[Source text — start]

Degenerative Scoliosis

As we age, our spine wears out – much like the rest of us. Our discs slowly dry out and lose height. In some individuals, the spine begins to rotate as it collapses thus causing an abnormal curvature. This curvature can become large enough that the spine becomes unstable. Instability can then lead to pain in the legs and back.

Scoliosis can usually be diagnosed by examination of the spine as the curvature is often readily apparent. Xrays are done to confirm the diagnosis and to detemine the size of the curve.

Pain in the buttocks, thighs and/or legs can be an indication of nerve compression in the spine from the scoliosis. Often these symptoms are more pronounced when standing or walking. For these symptoms, MRI or CT myelogram are often done to evaluate the problem further.

Treatment

Treatment of adult degenerative scoliosis can be complex. On one hand, correction of the curve helps with pain in the buttocks and legs caused by narrowing around nerves and sometimes decreases mechanical back pain. On the other hand, since treatment of scoliosis generally requires a fusion procedure, the back is stiff and sore after the procedure. This stiffness and soreness is permanent. So in effect, one pain is traded for another. Often, activity modification is necessary as even simple tasks can be more difficult given the decreased motion.

The deciding factor in whether or not to go ahead with such a large surgery is generally not pain, but function. If you have pain but are still highly functional, meaning that you can still perform most of your daily activities, then surgery is probably not the best option. However, if your function is so limited that even simple daily tasks are impossible, surgery can restore some quality of life.

[Source text — finish]

**Required action**
Reproduce the degenerative scoliosis passage word for word from "Treatment of adult" to "the decreased motion.".

[Input data — start]

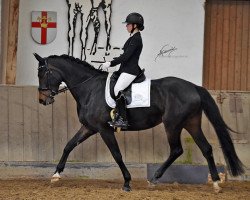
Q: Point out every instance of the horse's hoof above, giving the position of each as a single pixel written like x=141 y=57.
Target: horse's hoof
x=217 y=188
x=152 y=183
x=56 y=177
x=126 y=188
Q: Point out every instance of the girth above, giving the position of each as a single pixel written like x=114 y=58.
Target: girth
x=127 y=92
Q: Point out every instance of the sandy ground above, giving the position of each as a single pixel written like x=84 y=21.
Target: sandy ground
x=107 y=190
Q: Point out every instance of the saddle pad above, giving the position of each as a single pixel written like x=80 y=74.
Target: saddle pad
x=140 y=94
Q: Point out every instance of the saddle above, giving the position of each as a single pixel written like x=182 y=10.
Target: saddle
x=126 y=92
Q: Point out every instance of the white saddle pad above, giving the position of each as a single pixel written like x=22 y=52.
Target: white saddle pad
x=140 y=94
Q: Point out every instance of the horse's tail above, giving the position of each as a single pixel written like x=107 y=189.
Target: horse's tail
x=212 y=112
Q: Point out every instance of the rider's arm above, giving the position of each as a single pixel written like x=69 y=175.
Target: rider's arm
x=130 y=50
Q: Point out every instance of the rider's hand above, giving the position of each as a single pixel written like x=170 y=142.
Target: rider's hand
x=105 y=65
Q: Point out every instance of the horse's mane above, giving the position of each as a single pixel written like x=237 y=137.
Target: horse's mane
x=77 y=60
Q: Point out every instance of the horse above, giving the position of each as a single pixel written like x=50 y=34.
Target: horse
x=88 y=11
x=175 y=102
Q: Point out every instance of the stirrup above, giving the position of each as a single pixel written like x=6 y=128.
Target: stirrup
x=119 y=123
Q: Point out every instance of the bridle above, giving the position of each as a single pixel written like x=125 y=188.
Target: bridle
x=48 y=74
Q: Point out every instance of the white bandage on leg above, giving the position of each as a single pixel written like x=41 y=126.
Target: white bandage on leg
x=123 y=82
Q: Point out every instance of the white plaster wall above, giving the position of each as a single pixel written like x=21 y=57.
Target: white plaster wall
x=177 y=23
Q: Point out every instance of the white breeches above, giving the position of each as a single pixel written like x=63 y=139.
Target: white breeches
x=123 y=82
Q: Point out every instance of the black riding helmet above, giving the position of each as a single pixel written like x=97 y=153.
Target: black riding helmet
x=135 y=18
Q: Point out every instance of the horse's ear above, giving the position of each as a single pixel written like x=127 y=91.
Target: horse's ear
x=39 y=58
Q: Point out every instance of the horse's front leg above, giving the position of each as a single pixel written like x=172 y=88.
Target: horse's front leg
x=72 y=16
x=79 y=137
x=96 y=23
x=107 y=12
x=108 y=137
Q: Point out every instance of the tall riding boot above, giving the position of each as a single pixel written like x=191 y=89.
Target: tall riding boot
x=121 y=113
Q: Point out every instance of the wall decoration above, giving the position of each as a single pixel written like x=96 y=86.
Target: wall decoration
x=88 y=11
x=43 y=26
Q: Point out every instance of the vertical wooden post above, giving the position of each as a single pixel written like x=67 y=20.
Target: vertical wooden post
x=10 y=14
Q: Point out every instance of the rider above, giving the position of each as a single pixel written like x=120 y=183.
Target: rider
x=129 y=68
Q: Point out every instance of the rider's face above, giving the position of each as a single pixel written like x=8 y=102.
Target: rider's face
x=129 y=27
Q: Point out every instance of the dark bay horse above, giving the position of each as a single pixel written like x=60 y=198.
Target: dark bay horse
x=175 y=102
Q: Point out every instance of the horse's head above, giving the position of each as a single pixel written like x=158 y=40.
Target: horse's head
x=49 y=80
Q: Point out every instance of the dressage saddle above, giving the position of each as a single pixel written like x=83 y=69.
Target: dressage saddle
x=126 y=92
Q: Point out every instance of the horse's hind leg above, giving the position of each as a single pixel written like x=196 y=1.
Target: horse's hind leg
x=173 y=135
x=193 y=126
x=108 y=137
x=72 y=15
x=78 y=138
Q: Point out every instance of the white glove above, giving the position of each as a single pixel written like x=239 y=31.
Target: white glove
x=105 y=65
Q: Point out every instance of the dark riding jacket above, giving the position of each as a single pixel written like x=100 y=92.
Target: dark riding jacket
x=129 y=59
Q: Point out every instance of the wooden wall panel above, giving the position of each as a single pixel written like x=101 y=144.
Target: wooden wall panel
x=30 y=120
x=226 y=45
x=33 y=132
x=9 y=36
x=4 y=124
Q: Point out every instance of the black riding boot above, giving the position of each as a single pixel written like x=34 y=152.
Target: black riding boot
x=120 y=119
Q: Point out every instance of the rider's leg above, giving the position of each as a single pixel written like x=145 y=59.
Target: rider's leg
x=122 y=83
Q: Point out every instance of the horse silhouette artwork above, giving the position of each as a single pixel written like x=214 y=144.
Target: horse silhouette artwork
x=175 y=102
x=88 y=11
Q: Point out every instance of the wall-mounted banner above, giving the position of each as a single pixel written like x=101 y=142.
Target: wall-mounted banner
x=88 y=10
x=43 y=26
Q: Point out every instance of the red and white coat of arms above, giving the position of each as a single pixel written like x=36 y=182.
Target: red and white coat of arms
x=43 y=26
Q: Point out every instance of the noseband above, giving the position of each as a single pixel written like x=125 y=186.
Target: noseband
x=48 y=74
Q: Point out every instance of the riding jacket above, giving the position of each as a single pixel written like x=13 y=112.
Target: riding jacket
x=129 y=59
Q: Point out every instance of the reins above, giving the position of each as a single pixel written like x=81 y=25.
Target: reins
x=49 y=68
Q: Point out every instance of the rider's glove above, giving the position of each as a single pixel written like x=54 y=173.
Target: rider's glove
x=105 y=65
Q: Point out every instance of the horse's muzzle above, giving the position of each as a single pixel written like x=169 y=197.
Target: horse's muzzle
x=45 y=98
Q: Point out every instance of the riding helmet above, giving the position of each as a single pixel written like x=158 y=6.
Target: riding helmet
x=135 y=18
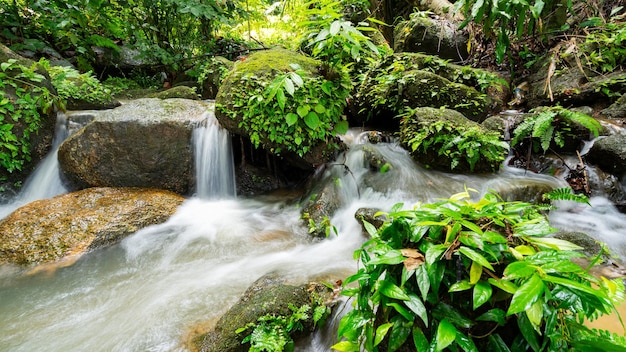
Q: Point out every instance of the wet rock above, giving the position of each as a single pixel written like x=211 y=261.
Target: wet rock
x=144 y=143
x=412 y=126
x=249 y=77
x=609 y=153
x=416 y=80
x=431 y=36
x=41 y=142
x=268 y=295
x=182 y=92
x=74 y=223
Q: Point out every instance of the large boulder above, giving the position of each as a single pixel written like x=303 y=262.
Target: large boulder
x=433 y=36
x=317 y=105
x=50 y=229
x=144 y=143
x=269 y=295
x=415 y=80
x=39 y=143
x=609 y=154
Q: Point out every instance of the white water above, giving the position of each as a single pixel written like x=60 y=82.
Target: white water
x=215 y=171
x=146 y=293
x=45 y=181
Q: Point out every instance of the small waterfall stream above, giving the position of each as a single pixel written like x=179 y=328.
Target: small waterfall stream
x=148 y=292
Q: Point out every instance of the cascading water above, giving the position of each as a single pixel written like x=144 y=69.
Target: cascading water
x=45 y=181
x=215 y=171
x=146 y=293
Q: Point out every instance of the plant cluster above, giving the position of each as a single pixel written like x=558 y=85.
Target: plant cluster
x=73 y=85
x=458 y=143
x=23 y=109
x=296 y=109
x=552 y=125
x=272 y=333
x=471 y=275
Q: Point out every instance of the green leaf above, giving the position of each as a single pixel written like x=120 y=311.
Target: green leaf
x=416 y=306
x=475 y=256
x=527 y=294
x=446 y=333
x=303 y=110
x=482 y=293
x=381 y=332
x=312 y=120
x=291 y=118
x=390 y=290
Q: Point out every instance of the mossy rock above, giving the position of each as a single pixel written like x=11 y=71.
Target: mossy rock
x=268 y=295
x=417 y=80
x=249 y=79
x=74 y=223
x=412 y=127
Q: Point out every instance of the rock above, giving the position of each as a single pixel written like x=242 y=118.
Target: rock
x=268 y=295
x=412 y=126
x=609 y=153
x=251 y=76
x=40 y=142
x=144 y=143
x=74 y=223
x=182 y=92
x=431 y=36
x=416 y=80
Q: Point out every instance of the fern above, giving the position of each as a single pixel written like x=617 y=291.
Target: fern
x=565 y=193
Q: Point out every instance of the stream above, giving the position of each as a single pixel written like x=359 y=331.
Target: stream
x=150 y=291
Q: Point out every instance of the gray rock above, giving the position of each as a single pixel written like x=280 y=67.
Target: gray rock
x=145 y=143
x=71 y=224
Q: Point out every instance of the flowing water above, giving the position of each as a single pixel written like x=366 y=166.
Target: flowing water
x=147 y=293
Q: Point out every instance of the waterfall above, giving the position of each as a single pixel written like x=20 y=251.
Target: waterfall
x=45 y=181
x=214 y=166
x=150 y=291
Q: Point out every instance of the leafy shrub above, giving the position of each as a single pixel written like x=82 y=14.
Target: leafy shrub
x=272 y=333
x=457 y=142
x=471 y=275
x=552 y=125
x=296 y=110
x=25 y=110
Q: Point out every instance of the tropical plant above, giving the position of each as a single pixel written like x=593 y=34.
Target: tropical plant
x=468 y=275
x=458 y=143
x=552 y=125
x=273 y=333
x=502 y=19
x=24 y=109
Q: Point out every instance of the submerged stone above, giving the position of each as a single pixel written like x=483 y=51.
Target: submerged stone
x=74 y=223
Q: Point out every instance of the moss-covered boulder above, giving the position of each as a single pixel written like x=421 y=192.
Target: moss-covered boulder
x=416 y=80
x=144 y=143
x=609 y=154
x=445 y=140
x=432 y=36
x=267 y=296
x=288 y=103
x=50 y=229
x=32 y=125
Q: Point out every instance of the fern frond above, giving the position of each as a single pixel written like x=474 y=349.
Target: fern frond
x=565 y=193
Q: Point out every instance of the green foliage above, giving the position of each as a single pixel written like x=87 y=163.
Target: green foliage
x=296 y=109
x=272 y=333
x=552 y=125
x=71 y=84
x=471 y=275
x=500 y=20
x=604 y=47
x=20 y=111
x=566 y=193
x=334 y=40
x=458 y=143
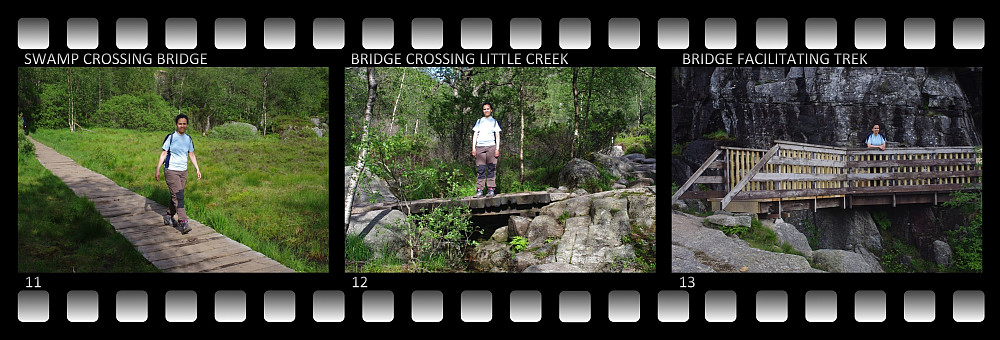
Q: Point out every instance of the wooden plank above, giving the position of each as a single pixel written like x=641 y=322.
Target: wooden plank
x=694 y=177
x=746 y=179
x=703 y=194
x=806 y=162
x=914 y=175
x=913 y=162
x=710 y=179
x=812 y=148
x=907 y=151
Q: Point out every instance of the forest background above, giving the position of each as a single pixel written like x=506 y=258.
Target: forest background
x=420 y=128
x=267 y=189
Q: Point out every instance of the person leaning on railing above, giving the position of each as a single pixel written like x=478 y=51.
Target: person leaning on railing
x=876 y=140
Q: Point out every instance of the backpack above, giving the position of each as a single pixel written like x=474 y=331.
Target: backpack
x=166 y=161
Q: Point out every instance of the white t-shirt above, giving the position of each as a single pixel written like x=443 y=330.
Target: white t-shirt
x=486 y=128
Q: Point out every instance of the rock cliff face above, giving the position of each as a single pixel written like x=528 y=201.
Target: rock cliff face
x=819 y=105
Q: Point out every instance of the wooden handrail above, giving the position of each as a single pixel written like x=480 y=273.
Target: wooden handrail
x=793 y=167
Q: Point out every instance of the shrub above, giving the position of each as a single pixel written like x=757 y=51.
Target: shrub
x=518 y=243
x=145 y=112
x=234 y=131
x=24 y=146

[Input data — finish]

**Exercise solution**
Treatment of adult degenerative scoliosis can be complex. On one hand, correction of the curve helps with pain in the buttocks and legs caused by narrowing around nerves and sometimes decreases mechanical back pain. On the other hand, since treatment of scoliosis generally requires a fusion procedure, the back is stiff and sore after the procedure. This stiffness and soreness is permanent. So in effect, one pain is traded for another. Often, activity modification is necessary as even simple tasks can be more difficult given the decreased motion.